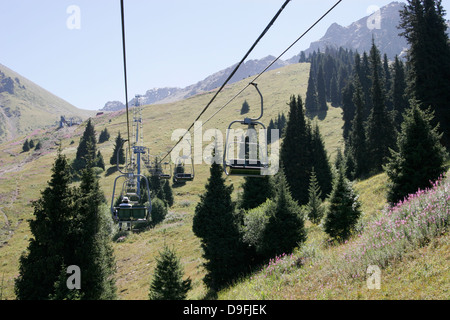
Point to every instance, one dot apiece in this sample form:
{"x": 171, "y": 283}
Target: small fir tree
{"x": 344, "y": 208}
{"x": 256, "y": 191}
{"x": 167, "y": 282}
{"x": 420, "y": 157}
{"x": 93, "y": 250}
{"x": 217, "y": 227}
{"x": 118, "y": 152}
{"x": 315, "y": 208}
{"x": 48, "y": 247}
{"x": 285, "y": 229}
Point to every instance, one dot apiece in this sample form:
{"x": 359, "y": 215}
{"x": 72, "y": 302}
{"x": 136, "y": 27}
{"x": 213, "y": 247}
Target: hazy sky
{"x": 73, "y": 48}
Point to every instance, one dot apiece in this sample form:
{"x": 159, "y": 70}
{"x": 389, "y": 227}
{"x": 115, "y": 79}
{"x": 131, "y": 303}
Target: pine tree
{"x": 216, "y": 226}
{"x": 93, "y": 250}
{"x": 47, "y": 251}
{"x": 321, "y": 92}
{"x": 311, "y": 102}
{"x": 118, "y": 152}
{"x": 285, "y": 229}
{"x": 398, "y": 92}
{"x": 357, "y": 138}
{"x": 167, "y": 282}
{"x": 315, "y": 209}
{"x": 420, "y": 157}
{"x": 344, "y": 208}
{"x": 295, "y": 152}
{"x": 424, "y": 28}
{"x": 319, "y": 159}
{"x": 380, "y": 129}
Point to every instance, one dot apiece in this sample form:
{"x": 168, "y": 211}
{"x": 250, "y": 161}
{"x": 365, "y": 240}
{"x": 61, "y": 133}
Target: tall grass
{"x": 410, "y": 224}
{"x": 319, "y": 271}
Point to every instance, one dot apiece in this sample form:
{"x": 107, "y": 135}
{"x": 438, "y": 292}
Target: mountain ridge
{"x": 356, "y": 36}
{"x": 25, "y": 106}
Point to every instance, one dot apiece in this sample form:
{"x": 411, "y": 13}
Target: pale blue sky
{"x": 169, "y": 42}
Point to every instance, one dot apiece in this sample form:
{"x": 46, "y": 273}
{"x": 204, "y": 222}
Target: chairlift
{"x": 251, "y": 159}
{"x": 131, "y": 210}
{"x": 183, "y": 172}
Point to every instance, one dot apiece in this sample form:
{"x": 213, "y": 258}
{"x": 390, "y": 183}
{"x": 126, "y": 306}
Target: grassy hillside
{"x": 24, "y": 175}
{"x": 25, "y": 106}
{"x": 410, "y": 244}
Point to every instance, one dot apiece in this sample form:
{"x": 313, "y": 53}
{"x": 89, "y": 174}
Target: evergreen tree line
{"x": 70, "y": 227}
{"x": 328, "y": 76}
{"x": 269, "y": 216}
{"x": 396, "y": 114}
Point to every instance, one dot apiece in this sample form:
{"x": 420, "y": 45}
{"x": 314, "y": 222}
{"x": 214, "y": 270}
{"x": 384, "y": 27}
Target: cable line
{"x": 275, "y": 60}
{"x": 125, "y": 72}
{"x": 231, "y": 75}
{"x": 259, "y": 75}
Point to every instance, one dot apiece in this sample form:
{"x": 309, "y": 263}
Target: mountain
{"x": 168, "y": 95}
{"x": 381, "y": 25}
{"x": 25, "y": 106}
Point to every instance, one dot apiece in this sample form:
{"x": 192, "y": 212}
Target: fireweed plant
{"x": 410, "y": 224}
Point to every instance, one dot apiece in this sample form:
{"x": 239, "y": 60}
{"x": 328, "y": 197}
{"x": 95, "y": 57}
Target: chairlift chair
{"x": 251, "y": 160}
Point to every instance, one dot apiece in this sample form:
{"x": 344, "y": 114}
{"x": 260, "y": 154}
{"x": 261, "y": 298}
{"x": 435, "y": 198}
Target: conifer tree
{"x": 167, "y": 282}
{"x": 319, "y": 159}
{"x": 118, "y": 152}
{"x": 295, "y": 151}
{"x": 344, "y": 208}
{"x": 315, "y": 208}
{"x": 83, "y": 151}
{"x": 92, "y": 244}
{"x": 357, "y": 139}
{"x": 321, "y": 91}
{"x": 216, "y": 226}
{"x": 420, "y": 156}
{"x": 285, "y": 229}
{"x": 425, "y": 29}
{"x": 398, "y": 92}
{"x": 47, "y": 251}
{"x": 380, "y": 129}
{"x": 311, "y": 102}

Exercise description: Everything in the material except the pictures should be restated word for word.

Reply:
Point to every instance, one dot apiece in this sample form:
{"x": 171, "y": 283}
Target: small fir tree
{"x": 344, "y": 208}
{"x": 256, "y": 191}
{"x": 167, "y": 282}
{"x": 420, "y": 157}
{"x": 93, "y": 250}
{"x": 217, "y": 227}
{"x": 118, "y": 152}
{"x": 315, "y": 208}
{"x": 48, "y": 247}
{"x": 285, "y": 229}
Point to every instance, one dot apiece in this sample form:
{"x": 359, "y": 215}
{"x": 72, "y": 302}
{"x": 136, "y": 27}
{"x": 213, "y": 247}
Target: hazy sky
{"x": 73, "y": 48}
Point to every instance, one dot apiece in this sample form:
{"x": 159, "y": 70}
{"x": 389, "y": 227}
{"x": 115, "y": 79}
{"x": 131, "y": 303}
Target: pine tree
{"x": 216, "y": 226}
{"x": 93, "y": 250}
{"x": 47, "y": 251}
{"x": 321, "y": 92}
{"x": 311, "y": 102}
{"x": 118, "y": 152}
{"x": 285, "y": 229}
{"x": 398, "y": 92}
{"x": 357, "y": 138}
{"x": 167, "y": 282}
{"x": 315, "y": 209}
{"x": 420, "y": 157}
{"x": 344, "y": 208}
{"x": 295, "y": 152}
{"x": 424, "y": 28}
{"x": 319, "y": 159}
{"x": 380, "y": 129}
Point to every instance, one dot apiece in this sample form:
{"x": 168, "y": 211}
{"x": 250, "y": 161}
{"x": 365, "y": 240}
{"x": 61, "y": 133}
Target: tall grass
{"x": 410, "y": 224}
{"x": 319, "y": 271}
Point to every instance, one dot apiece in this sample form:
{"x": 107, "y": 135}
{"x": 438, "y": 292}
Target: mountain ridge
{"x": 356, "y": 36}
{"x": 25, "y": 106}
Point to every instance, one dot apiece in this sample form:
{"x": 411, "y": 13}
Target: pale blue sky
{"x": 169, "y": 42}
Point to every instance, one dot apiece in this sample form:
{"x": 46, "y": 273}
{"x": 204, "y": 222}
Target: chairlift
{"x": 251, "y": 159}
{"x": 131, "y": 210}
{"x": 183, "y": 172}
Point to every instance, one dot apiece in this sample form:
{"x": 213, "y": 258}
{"x": 390, "y": 183}
{"x": 126, "y": 306}
Target: grassy hillside
{"x": 24, "y": 175}
{"x": 25, "y": 106}
{"x": 410, "y": 244}
Point to every instance, one dot apiece in this sample form:
{"x": 313, "y": 53}
{"x": 89, "y": 174}
Target: evergreen tree line
{"x": 70, "y": 227}
{"x": 328, "y": 76}
{"x": 269, "y": 216}
{"x": 396, "y": 114}
Point to every instance, one dot apiece in this sample form:
{"x": 420, "y": 45}
{"x": 314, "y": 222}
{"x": 214, "y": 270}
{"x": 384, "y": 27}
Target: cable line
{"x": 275, "y": 60}
{"x": 125, "y": 72}
{"x": 231, "y": 75}
{"x": 259, "y": 75}
Point to every instance, one dot apiece in this sample form:
{"x": 309, "y": 263}
Target: mountain
{"x": 168, "y": 95}
{"x": 381, "y": 25}
{"x": 25, "y": 106}
Point to every instance, one dot apiece in this sample form:
{"x": 192, "y": 212}
Target: fireweed plant
{"x": 410, "y": 224}
Point to every instance, one dot apiece in this sample form:
{"x": 239, "y": 60}
{"x": 328, "y": 197}
{"x": 95, "y": 57}
Target: chairlift chair
{"x": 251, "y": 160}
Point to every instance, one dot apiece in this sample form:
{"x": 344, "y": 114}
{"x": 260, "y": 154}
{"x": 261, "y": 298}
{"x": 435, "y": 198}
Target: conifer tree
{"x": 167, "y": 282}
{"x": 319, "y": 159}
{"x": 118, "y": 152}
{"x": 295, "y": 151}
{"x": 344, "y": 208}
{"x": 315, "y": 208}
{"x": 83, "y": 151}
{"x": 92, "y": 244}
{"x": 357, "y": 139}
{"x": 321, "y": 91}
{"x": 216, "y": 226}
{"x": 420, "y": 156}
{"x": 285, "y": 229}
{"x": 425, "y": 29}
{"x": 398, "y": 92}
{"x": 47, "y": 251}
{"x": 380, "y": 129}
{"x": 311, "y": 102}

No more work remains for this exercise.